Point annotation listing
[Begin]

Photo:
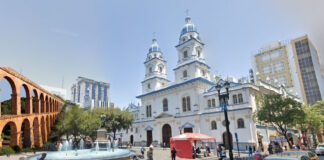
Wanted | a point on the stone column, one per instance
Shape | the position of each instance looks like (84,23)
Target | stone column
(15,104)
(37,135)
(1,141)
(29,109)
(37,106)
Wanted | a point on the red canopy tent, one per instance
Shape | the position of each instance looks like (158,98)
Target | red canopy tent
(183,143)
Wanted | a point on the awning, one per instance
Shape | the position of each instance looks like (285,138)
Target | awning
(192,136)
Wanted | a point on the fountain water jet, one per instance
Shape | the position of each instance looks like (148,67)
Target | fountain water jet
(81,144)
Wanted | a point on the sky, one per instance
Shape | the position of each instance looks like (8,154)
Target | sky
(107,40)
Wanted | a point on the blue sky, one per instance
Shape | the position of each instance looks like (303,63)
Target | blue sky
(108,40)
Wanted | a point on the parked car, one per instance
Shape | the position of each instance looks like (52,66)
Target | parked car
(280,156)
(320,149)
(309,154)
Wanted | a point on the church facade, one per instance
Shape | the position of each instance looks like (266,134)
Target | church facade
(190,103)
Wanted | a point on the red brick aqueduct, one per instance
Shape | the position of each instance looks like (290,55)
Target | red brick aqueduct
(38,117)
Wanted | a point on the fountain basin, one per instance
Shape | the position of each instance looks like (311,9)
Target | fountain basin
(85,154)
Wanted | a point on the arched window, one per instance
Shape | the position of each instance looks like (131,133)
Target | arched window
(209,103)
(149,86)
(203,72)
(185,54)
(186,104)
(234,99)
(165,105)
(148,111)
(213,125)
(185,74)
(160,69)
(240,98)
(213,102)
(240,123)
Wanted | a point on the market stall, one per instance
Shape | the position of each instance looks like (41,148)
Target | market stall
(183,143)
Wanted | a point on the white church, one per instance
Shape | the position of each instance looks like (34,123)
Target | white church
(190,103)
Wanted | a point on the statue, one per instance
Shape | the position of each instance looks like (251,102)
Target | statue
(103,120)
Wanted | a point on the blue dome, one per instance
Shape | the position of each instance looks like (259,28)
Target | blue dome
(188,27)
(154,47)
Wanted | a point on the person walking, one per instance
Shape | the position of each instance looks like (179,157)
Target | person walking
(270,149)
(43,156)
(142,151)
(250,151)
(150,153)
(173,153)
(258,155)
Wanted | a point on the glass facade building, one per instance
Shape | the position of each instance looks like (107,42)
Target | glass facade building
(90,93)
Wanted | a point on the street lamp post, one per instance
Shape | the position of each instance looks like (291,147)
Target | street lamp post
(223,100)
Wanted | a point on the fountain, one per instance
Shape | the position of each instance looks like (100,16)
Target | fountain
(70,145)
(66,145)
(103,149)
(81,146)
(97,146)
(60,147)
(108,145)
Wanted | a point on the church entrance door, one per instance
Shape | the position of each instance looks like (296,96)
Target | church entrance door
(132,140)
(187,130)
(166,134)
(225,141)
(149,138)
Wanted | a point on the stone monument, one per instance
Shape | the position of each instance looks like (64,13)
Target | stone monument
(102,132)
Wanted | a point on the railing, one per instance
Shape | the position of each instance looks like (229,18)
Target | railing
(2,117)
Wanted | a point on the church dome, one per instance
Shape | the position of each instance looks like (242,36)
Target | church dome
(154,47)
(188,27)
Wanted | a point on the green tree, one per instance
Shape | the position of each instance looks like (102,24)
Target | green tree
(116,119)
(91,123)
(313,120)
(279,111)
(70,121)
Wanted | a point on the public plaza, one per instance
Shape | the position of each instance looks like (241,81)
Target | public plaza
(161,80)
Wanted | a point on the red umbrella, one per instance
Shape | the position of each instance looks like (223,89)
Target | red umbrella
(192,136)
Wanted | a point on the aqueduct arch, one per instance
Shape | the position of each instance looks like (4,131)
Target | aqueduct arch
(30,128)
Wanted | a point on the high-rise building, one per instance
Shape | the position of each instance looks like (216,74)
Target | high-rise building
(294,64)
(89,94)
(56,91)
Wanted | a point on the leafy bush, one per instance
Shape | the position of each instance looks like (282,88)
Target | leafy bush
(16,148)
(28,149)
(6,150)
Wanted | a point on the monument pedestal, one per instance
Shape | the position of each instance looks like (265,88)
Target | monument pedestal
(101,134)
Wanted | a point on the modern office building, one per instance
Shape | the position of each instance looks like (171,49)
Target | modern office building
(56,91)
(90,94)
(293,63)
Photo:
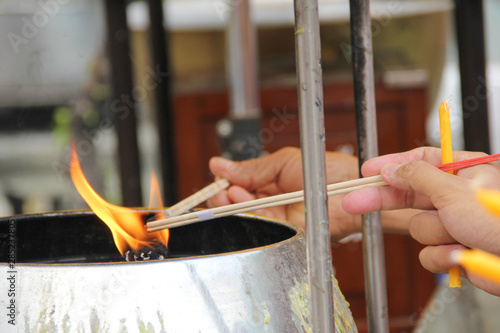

[End]

Description of the task » Please rewrite the listing above, changing every "one per instance" to "one for each instance" and keeping everything else unchanged. Leave the pictures out of your answer.

Exercise response »
Photo:
Wanted | a point on the stone column, one for each instance
Shape | the position of each instance looks like (84,23)
Target | stone column
(15,104)
(37,135)
(1,141)
(29,109)
(37,106)
Wanted | a point on the red canopy tent, one for each instance
Shape | the position of each instance looks like (158,98)
Target | red canopy tent
(183,143)
Wanted | a point on the awning, one for each instance
Shape | the position of each instance looks like (285,138)
Target | awning
(192,136)
Wanted | a point on the fountain water jet, one for each instance
Shape | the position of each instance looks like (148,67)
Target | fountain water jet
(81,144)
Wanted | a point on the sky, one for each instance
Shape | the position of each instance looks like (8,154)
Target | sky
(107,40)
Wanted | a point on the blue sky, one for each instance
Shape | the position of each instance looks like (303,63)
Target | blue sky
(108,40)
Wanted | a point on the parked car, one for each instance
Shape | the position of each instance looks like (52,66)
Target | parked car
(280,156)
(320,149)
(309,154)
Wanted | a point on the church facade, one for each instance
Shape | the position of each instance looks like (266,134)
Target | church facade
(190,103)
Wanted | a point on the red brick aqueduct, one for each instance
Shape | the position of each instance looks like (290,55)
Target | red brick aqueduct
(38,117)
Wanted | a point on the fountain basin, one for each instance
Shape | the position of each instance looks like (311,9)
Target | fountain basin
(85,154)
Wanted | a point on the arched window, one for each instance
Shape | the position of each instance looks like (131,133)
Target | arched window
(209,103)
(149,86)
(203,72)
(185,54)
(186,104)
(234,99)
(165,105)
(148,111)
(213,125)
(185,74)
(160,69)
(240,98)
(213,102)
(240,123)
Wanted | a point on the market stall, one for each instance
Shape | the position of each instance looks like (41,148)
Target | market stall
(183,143)
Wanted | a point on the white church, one for each instance
Shape | the position of each instance looks like (34,123)
Target | white church
(190,103)
Wanted | a point on the statue, one for each instance
Shape | the position of each instance looks like (251,102)
Target | statue
(103,120)
Wanted | a point on the blue dome, one for each instance
Shape | the position of each instance looks like (259,28)
Target | blue dome
(188,27)
(154,47)
Wanted | a point on the person walking, one for each instance
Shape | the position of each instance looks like (179,157)
Target | person walking
(270,149)
(43,156)
(142,151)
(250,151)
(150,153)
(173,153)
(258,155)
Wanted | a point on the glass facade building, one for each instance
Shape | the position of each instance looks like (107,42)
Target | glass facade building
(90,93)
Wanted | a point on the street lamp post, one for each instance
Shape | the position of each instance looks like (291,147)
Target | street lamp post
(223,100)
Wanted | a point on the fountain, one for each instance
Shape | the position of each instance looks like (100,16)
Target | fountain
(70,145)
(66,145)
(103,149)
(81,146)
(97,146)
(60,147)
(108,145)
Wanted | a point on the church entrance door, one for each instance
Shape | the position of each instance looks like (296,96)
Target | church entrance door
(132,140)
(187,130)
(166,134)
(225,141)
(149,138)
Wanted | a point on the stone monument, one for each instance
Shape | the position of each instance looks like (64,13)
Target | stone monument
(102,132)
Wanted | a point on the railing, one for each instance
Shape | the position of each instance looks like (229,18)
Target | railing
(2,117)
Wanted | a point on the church dome, one for each instance
Shape | the position of each instance looks like (242,36)
Target | church dome
(154,47)
(188,27)
Wanted | a point on the green tree, one for each instance
Shape | the position of each instance looks like (102,24)
Target | green tree
(116,119)
(91,123)
(313,120)
(279,111)
(70,121)
Wanted | a point on the public plaza, one for each instance
Shape | the position of each instance looks like (241,81)
Target | public plaza
(161,80)
Wanted | a point on the red umbrella, one for each instance
Shape | the position of each instance looks like (223,89)
Target | red umbrella
(192,136)
Wanted | a point on the aqueduct arch, one for each instance
Shape | the position of each instance looks like (4,131)
Target | aqueduct arch
(30,128)
Wanted | a point on the high-rise building, one for each instance
Shape | the position of each instance looks like (216,74)
Target | high-rise building
(294,64)
(89,94)
(56,91)
Wanted | a point on the leafy bush, one for each instance
Shape | the position of each instance looks like (282,88)
Target | leafy bush
(16,148)
(28,149)
(6,150)
Wanted | a point on the monument pedestal, one for each instance
Shape | the position of each instance looks like (265,88)
Target | monument pedestal
(101,134)
Wanted | a point on the modern office building, one for each instance
Shape | the position of each instance looks like (171,49)
Target | modern office building
(56,91)
(90,94)
(293,63)
Photo:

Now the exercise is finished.